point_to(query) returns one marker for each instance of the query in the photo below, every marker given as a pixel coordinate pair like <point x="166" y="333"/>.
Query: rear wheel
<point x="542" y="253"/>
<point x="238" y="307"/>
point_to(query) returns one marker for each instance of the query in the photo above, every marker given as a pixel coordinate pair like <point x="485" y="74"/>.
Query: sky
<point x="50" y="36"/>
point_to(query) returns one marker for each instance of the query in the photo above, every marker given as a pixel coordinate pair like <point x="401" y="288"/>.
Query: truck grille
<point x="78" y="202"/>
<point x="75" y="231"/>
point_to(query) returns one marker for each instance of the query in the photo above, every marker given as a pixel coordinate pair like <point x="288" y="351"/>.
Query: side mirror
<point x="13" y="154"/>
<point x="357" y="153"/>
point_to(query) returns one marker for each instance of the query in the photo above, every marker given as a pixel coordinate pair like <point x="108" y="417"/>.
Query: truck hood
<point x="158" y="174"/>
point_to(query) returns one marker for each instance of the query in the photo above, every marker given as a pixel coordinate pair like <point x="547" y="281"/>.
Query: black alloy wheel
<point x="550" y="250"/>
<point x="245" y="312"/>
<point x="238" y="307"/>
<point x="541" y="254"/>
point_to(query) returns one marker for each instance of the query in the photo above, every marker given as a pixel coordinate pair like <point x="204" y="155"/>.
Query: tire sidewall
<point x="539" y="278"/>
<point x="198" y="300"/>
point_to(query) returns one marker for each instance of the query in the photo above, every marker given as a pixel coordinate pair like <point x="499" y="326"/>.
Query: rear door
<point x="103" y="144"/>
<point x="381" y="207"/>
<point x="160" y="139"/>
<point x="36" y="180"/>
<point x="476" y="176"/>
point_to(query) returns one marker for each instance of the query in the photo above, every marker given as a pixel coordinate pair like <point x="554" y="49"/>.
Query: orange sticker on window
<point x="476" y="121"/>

WHAT NEEDS TO BE DONE => Above are the records; reproduce all of them exactly.

TASK RESPONSE =>
point_to(query) returns one marker for each instance of the query in the photo below, every marker given as a pixel coordinate pair like <point x="166" y="333"/>.
Query: rear wheel
<point x="542" y="253"/>
<point x="238" y="307"/>
point_to(query) returns one marker for each instance of the query in the photo above, every marker given as a pixel coordinate pair like <point x="485" y="74"/>.
Query: sky
<point x="50" y="36"/>
point_to(query) returns one marker for each instance of the query in the photo above, every marker given as a pixel coordinate pair like <point x="401" y="288"/>.
Query: truck grille
<point x="78" y="202"/>
<point x="75" y="231"/>
point_to(query) returns one marker for each instance of the query in the photo above, every marker given as a pixel coordinate pair like <point x="288" y="351"/>.
Query: side mirror
<point x="13" y="154"/>
<point x="357" y="153"/>
point_to(query) returns one marker for each instance of the query in the photo above, every marker given as a pixel coordinate pair like <point x="108" y="417"/>.
Query: truck hood
<point x="158" y="174"/>
point_to(query) returns one marker for each instance of the query in the photo above, every marker given as a pixel coordinate pair like <point x="547" y="281"/>.
Query: black alloy wheel
<point x="550" y="250"/>
<point x="245" y="312"/>
<point x="238" y="307"/>
<point x="541" y="254"/>
point_to(query) returns one marker for each instance of the query in the photo above, every marker given as a pixel coordinate pair like <point x="204" y="155"/>.
Query: tire sidewall
<point x="539" y="278"/>
<point x="198" y="300"/>
point_to(query) returns one marker for each instance of the query in the photo above, every marker given as a pixel coordinate pair like <point x="499" y="326"/>.
Query: rear door
<point x="103" y="144"/>
<point x="381" y="207"/>
<point x="160" y="139"/>
<point x="36" y="180"/>
<point x="476" y="176"/>
point_to(query) returns one marker for each instance of the query in the photo above, every marker given as a pixel coordinate pair like <point x="554" y="49"/>.
Query: orange sticker on window
<point x="476" y="121"/>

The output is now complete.